**Do this:**
Reproduce each of the records below word for word.

--------------------------------------------------

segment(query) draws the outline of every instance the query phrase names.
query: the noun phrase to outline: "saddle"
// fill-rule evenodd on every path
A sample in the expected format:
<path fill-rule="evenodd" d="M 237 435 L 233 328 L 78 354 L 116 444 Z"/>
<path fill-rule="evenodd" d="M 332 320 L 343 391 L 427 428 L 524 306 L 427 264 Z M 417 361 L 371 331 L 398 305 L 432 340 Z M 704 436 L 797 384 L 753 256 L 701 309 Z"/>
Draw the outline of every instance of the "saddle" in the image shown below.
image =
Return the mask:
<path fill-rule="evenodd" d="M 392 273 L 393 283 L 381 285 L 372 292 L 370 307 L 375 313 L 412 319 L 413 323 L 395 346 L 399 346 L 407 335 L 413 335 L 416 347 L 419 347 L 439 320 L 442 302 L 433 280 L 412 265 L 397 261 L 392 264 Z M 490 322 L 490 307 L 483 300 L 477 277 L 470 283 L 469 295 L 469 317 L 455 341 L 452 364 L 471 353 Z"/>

--------------------------------------------------

**The completed task:**
segment(query) draws the outline of every instance the query phrase names.
query: the noun phrase to outline: "saddle"
// fill-rule evenodd on every path
A sample in the expected format:
<path fill-rule="evenodd" d="M 237 435 L 233 328 L 78 354 L 116 444 Z"/>
<path fill-rule="evenodd" d="M 332 320 L 343 391 L 427 428 L 524 306 L 427 264 Z M 417 361 L 371 331 L 398 305 L 432 340 Z M 704 436 L 797 384 L 753 256 L 701 309 Z"/>
Draw the outline of every instance of the "saddle" in the image shown below.
image =
Return the mask:
<path fill-rule="evenodd" d="M 392 273 L 393 283 L 381 285 L 372 292 L 370 307 L 375 313 L 412 319 L 413 323 L 395 346 L 399 346 L 407 335 L 413 335 L 416 347 L 419 347 L 439 320 L 442 302 L 433 280 L 412 265 L 397 261 L 392 264 Z M 490 322 L 490 307 L 483 300 L 477 277 L 470 283 L 469 295 L 469 317 L 455 341 L 452 364 L 471 353 Z"/>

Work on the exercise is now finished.